Position annotation records:

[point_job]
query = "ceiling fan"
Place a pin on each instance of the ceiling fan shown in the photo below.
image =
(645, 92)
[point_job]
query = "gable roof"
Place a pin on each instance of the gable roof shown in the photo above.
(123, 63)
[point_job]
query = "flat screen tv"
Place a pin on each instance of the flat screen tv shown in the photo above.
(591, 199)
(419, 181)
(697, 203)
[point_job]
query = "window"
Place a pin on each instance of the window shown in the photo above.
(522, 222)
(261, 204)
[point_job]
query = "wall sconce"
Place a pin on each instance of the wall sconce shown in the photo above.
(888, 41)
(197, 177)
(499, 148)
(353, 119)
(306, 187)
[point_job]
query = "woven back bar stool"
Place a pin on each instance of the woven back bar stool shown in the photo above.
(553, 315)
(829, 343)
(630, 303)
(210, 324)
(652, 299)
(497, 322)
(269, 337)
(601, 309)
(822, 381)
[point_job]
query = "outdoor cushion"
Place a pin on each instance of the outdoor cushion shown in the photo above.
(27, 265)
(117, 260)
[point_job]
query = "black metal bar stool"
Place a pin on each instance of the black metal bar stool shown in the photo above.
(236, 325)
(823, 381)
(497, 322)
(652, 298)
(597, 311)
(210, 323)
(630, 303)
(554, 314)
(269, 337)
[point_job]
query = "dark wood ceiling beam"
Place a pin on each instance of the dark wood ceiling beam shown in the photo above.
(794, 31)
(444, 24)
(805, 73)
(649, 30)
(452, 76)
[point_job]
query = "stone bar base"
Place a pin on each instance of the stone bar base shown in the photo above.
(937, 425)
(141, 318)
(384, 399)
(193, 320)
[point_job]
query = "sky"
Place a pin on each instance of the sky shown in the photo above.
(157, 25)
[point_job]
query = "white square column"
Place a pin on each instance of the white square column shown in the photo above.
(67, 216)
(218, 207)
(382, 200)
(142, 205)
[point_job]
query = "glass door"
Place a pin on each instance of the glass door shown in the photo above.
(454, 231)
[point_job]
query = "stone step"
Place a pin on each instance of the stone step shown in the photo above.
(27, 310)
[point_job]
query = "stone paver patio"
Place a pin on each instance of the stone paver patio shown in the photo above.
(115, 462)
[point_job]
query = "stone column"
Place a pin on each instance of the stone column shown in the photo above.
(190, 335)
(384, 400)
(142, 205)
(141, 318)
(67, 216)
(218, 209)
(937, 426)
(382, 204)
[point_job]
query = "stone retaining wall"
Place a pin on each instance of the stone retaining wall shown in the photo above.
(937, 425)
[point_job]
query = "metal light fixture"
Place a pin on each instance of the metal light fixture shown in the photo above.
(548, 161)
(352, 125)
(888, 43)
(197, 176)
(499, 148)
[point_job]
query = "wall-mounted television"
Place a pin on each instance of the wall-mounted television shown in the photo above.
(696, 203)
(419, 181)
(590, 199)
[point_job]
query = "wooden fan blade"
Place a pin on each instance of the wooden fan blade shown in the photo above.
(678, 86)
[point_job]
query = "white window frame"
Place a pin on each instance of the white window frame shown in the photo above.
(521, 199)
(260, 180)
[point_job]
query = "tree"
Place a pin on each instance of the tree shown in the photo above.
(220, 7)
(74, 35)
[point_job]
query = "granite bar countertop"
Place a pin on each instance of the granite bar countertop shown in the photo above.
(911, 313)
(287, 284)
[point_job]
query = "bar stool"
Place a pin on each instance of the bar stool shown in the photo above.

*DIRECTIONS FOR THIS TASK*: Transcribe every entry exactly.

*RESULT FOR THIS TASK*:
[point_job]
query = "ceiling fan"
Place a pin on each instance of the ceiling fan shown in the photo below.
image =
(645, 92)
[point_job]
query = "gable roof"
Place a pin on each instance of the gable roof shown in the photo above.
(123, 63)
[point_job]
query = "flat screen tv"
Place a pin on each instance of the flat screen tv shown in the photo above.
(591, 199)
(419, 181)
(697, 203)
[point_job]
query = "window"
Place a pin on each instance of the window shown in the photo above.
(522, 222)
(261, 204)
[point_job]
query = "wall sconce"
Place a pin on each instance of the wall sconce shown in the photo above.
(888, 41)
(197, 177)
(499, 148)
(353, 119)
(306, 187)
[point_job]
query = "woven back bar stool"
Place a pin on each instance of the woven back bar stool shown in the photo above.
(553, 315)
(829, 343)
(630, 303)
(210, 324)
(652, 299)
(497, 322)
(269, 337)
(601, 309)
(822, 381)
[point_job]
query = "outdoor cushion"
Place a pin on each instance of the outdoor cushion shown in the photo above.
(27, 265)
(117, 260)
[point_job]
query = "black metal bar stool"
Place a pin on each instance of the black metal bar stool shown in the photo above.
(236, 325)
(823, 381)
(497, 322)
(652, 298)
(597, 311)
(210, 323)
(630, 303)
(554, 314)
(269, 337)
[point_job]
query = "dark wood ceiling beam"
Place a pin on each instance of the dark wood ceiling beam shown in the photo above.
(794, 31)
(444, 24)
(805, 73)
(649, 30)
(452, 76)
[point_job]
query = "stone bar base"
Place a pin on each instance of the stone bar base shown in the photo above.
(937, 425)
(141, 318)
(384, 399)
(193, 320)
[point_job]
query = "sky"
Place a pin on each instance of the sky shown in the photo above.
(157, 25)
[point_job]
query = "white square column"
Place a pin on each instance of the white square column shown in the photo above.
(67, 216)
(218, 207)
(382, 200)
(142, 205)
[point_job]
query = "glass door"
Place a pin on each instance of the glass door shown in the photo above.
(454, 231)
[point_job]
query = "stone step"
Place a pin on each instance of the stone step shown in the photo above.
(27, 310)
[point_job]
query = "stone paver patio"
Place a pin on each instance of the stone paver patio shown in the photo above.
(115, 462)
[point_job]
query = "stone column"
Place a pin on each instance of the stone column shown in the photo above.
(190, 335)
(384, 400)
(142, 205)
(141, 318)
(67, 216)
(218, 209)
(937, 426)
(382, 204)
[point_job]
query = "stone retaining wall"
Place a pin on each instance of the stone retaining wall shown in the photo above.
(937, 425)
[point_job]
query = "metal light fixture"
Place a pin on each instance of the metal light fixture shown in the photo above.
(548, 161)
(352, 125)
(888, 43)
(197, 176)
(499, 148)
[point_job]
query = "wall-mounted television"
Place a pin on each instance of the wall-mounted television shown in the photo above.
(696, 203)
(419, 181)
(590, 199)
[point_job]
query = "wooden fan blade"
Place a pin on each instance of the wooden fan blade shown in the photo above.
(678, 86)
[point_job]
query = "white window frame"
Place a pin on each instance of the white window frame shown in the photo above.
(521, 199)
(260, 180)
[point_job]
query = "tree"
Place a pin on each instance of the tree shown in the photo above.
(220, 7)
(74, 35)
[point_job]
query = "granite bar countertop"
Place a pin on each instance of the granite bar countertop shown in the photo above.
(911, 313)
(287, 284)
[point_job]
query = "bar stool"
Place a pin on each instance of the bar stool shown in the photo above.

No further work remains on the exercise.